■ **TESTO FORNITO**:
════════
Le donne ginevrine hanno diritto all’80 per cento del salario per un periodo di 16 settimane: sono i numeri dell’assicurazione maternità che gli elettori del cantone hanno adottato il 13 giugno 1999, con 74 per cento dei consensi, offrendo a Ginevra la prima copertura assicurativa cantonale per le madri che lavorano. La legge è però entrata in vigore dopo due anni, il primo luglio 2001. I deputati ginevrini hanno avuto bisogno di tempo per mettere a punto il testo definitivo, adottato in parlamento il 14 dicembre 2000, registrando l’adesione, larga, del mondo politico e istituzionale. Normale: si trattava di rendere compatibile la nuova legislazione con la legislazione federale, in particolare il Codice delle obbligazioni. Ne è scaturito un testo tutto sommato equilibrato che conferisce il diritto alla copertura assicurativa a tutte le madri che hanno un contratto di lavoro e svolgono un’attività lavorativa indipendente da almeno tre mesi. Il finanziamento è paritario, sul modello dell’Avs: i contributi sono versati per metà dai datori di lavoro e dalle lavoratrici e... anche, naturalmente, dai lavoratori uomini. Condizione sine qua non (evidente ma non troppo): la madre deve effettivamente smettere di lavorare durante le 16 settimane di congedo. E, inoltre, il luogo di lavoro deve essere obbligatoriamente situato entro i confini del cantone.
Da non dimenticare: il diritto alla copertura non è subordinato alla ripresa dell’attività lavorativa al termine del periodo assicurativo. La madre può cioè decidere di non reintegrare il posto, notificando però le proprie intenzioni al datore di lavoro nei termini previsti dal codice. Da non dimenticare, infine, che il diritto è garantito anche in caso di adozione (di un(a) bambino(a) al di sotto degli otto anni d’età).
════════
■ **ESTRATTI DEL DATASET**:

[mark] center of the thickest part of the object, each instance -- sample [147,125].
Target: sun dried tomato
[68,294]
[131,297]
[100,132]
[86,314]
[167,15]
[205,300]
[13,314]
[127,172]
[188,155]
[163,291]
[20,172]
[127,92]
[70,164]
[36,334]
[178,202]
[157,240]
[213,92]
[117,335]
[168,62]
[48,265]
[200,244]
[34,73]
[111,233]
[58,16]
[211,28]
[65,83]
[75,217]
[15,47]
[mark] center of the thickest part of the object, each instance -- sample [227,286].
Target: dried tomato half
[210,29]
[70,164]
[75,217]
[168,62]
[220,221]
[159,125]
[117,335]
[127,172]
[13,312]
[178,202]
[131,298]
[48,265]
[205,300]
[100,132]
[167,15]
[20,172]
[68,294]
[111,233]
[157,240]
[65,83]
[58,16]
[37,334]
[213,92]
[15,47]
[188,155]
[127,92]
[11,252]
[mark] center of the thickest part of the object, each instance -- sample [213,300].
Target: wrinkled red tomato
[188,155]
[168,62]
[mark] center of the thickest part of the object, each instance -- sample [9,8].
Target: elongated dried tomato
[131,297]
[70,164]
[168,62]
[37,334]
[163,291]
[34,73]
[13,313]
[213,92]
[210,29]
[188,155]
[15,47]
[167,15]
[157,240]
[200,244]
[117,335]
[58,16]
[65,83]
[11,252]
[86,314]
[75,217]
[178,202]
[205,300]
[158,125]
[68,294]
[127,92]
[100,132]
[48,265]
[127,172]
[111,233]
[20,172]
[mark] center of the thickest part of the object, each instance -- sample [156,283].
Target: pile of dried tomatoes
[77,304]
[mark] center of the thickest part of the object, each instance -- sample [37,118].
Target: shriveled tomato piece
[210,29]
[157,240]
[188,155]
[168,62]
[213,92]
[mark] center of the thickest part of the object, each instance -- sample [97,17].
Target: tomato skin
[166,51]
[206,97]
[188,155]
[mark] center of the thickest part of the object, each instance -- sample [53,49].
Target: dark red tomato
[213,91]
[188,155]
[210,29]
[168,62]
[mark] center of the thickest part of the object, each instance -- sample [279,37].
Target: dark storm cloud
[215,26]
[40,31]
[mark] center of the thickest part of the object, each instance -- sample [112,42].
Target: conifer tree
════════
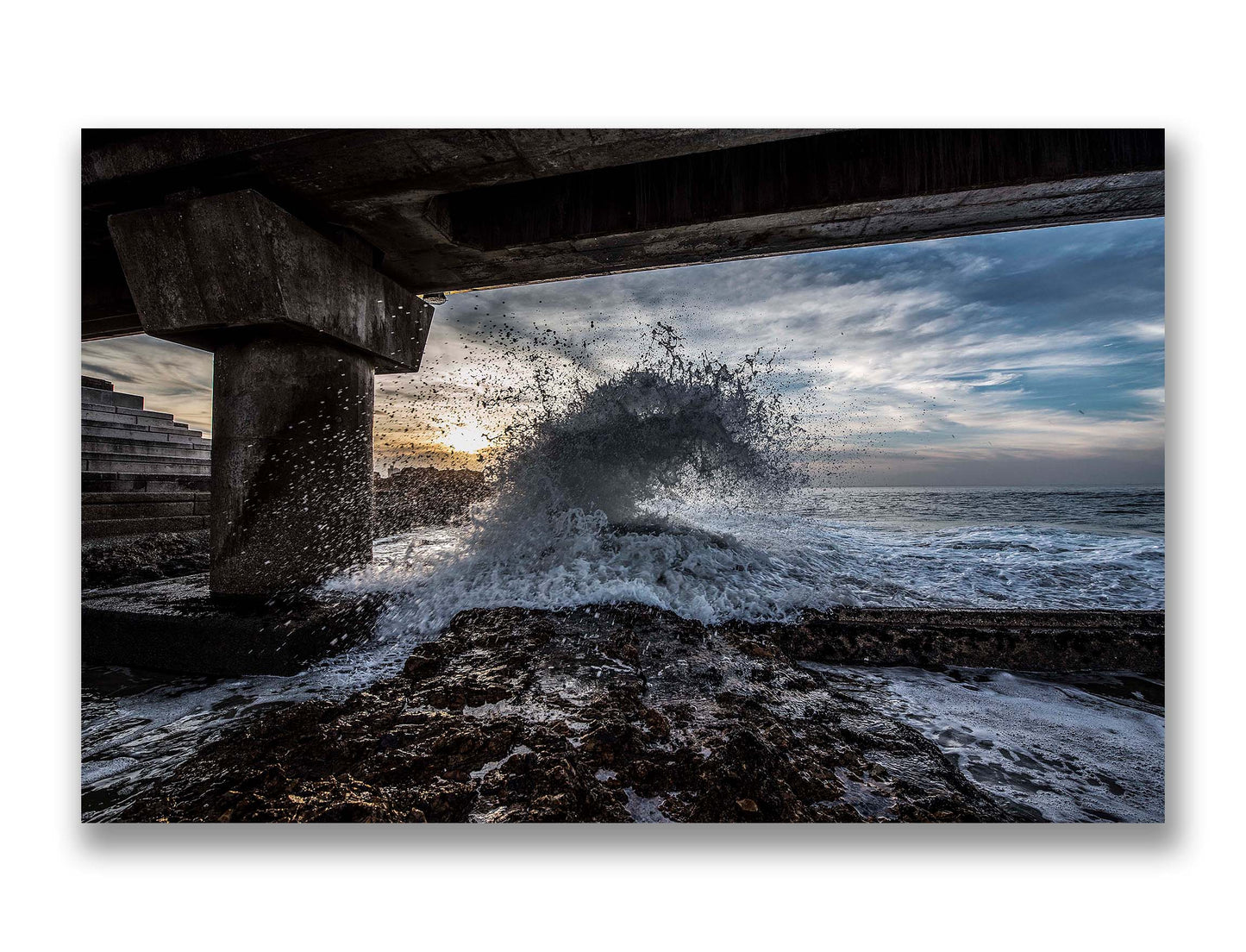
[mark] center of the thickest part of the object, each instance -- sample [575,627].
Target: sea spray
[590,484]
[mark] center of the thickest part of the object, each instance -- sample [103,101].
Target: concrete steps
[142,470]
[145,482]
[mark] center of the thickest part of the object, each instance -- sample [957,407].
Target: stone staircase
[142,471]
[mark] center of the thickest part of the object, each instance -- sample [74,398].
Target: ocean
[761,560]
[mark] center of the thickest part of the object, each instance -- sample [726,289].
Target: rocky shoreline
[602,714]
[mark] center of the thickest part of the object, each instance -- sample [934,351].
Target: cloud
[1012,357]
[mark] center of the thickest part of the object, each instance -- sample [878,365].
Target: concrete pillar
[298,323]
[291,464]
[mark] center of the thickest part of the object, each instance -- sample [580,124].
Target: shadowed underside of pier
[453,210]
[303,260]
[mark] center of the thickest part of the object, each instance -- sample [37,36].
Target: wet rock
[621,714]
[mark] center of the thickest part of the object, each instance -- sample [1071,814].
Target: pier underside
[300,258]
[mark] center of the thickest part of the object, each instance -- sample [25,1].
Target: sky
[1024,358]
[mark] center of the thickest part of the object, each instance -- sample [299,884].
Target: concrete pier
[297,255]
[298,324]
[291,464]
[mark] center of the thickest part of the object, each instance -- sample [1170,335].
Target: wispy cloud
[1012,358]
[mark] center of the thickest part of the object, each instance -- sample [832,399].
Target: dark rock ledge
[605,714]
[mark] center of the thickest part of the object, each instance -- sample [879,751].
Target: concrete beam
════════
■ **OPERAZIONI DA SVOLGERE**:
**1)** Ripeti alla lettera il brano del testo sull'assicurazione maternità ginevrina che si apre con le parole contenenti "Da non dimenticare: il" e si chiude con "otto anni d’età).".
**2)** Riproduci senza modifiche la parte delle voci che si apre con la riga contenente "-- sample [37,36]." e si chiude con quella contenente "Target: concrete beam", estremi inclusi.

■ **RISPOSTE PER COMPITO**:
**1)**
Da non dimenticare: il diritto alla copertura non è subordinato alla ripresa dell’attività lavorativa al termine del periodo assicurativo. La madre può cioè decidere di non reintegrare il posto, notificando però le proprie intenzioni al datore di lavoro nei termini previsti dal codice. Da non dimenticare, infine, che il diritto è garantito anche in caso di adozione (di un(a) bambino(a) al di sotto degli otto anni d’età).

**2)**
[mark] center of the thickest part of the object, each instance -- sample [37,36].
Target: wet rock
[621,714]
[mark] center of the thickest part of the object, each instance -- sample [1071,814].
Target: pier underside
[300,258]
[mark] center of the thickest part of the object, each instance -- sample [25,1].
Target: sky
[1024,358]
[mark] center of the thickest part of the object, each instance -- sample [299,884].
Target: concrete pier
[297,255]
[298,324]
[291,464]
[mark] center of the thickest part of the object, each instance -- sample [1170,335].
Target: wispy cloud
[1012,358]
[mark] center of the thickest part of the object, each instance -- sample [832,399].
Target: dark rock ledge
[605,714]
[mark] center of the thickest part of the object, each instance -- sample [879,751].
Target: concrete beam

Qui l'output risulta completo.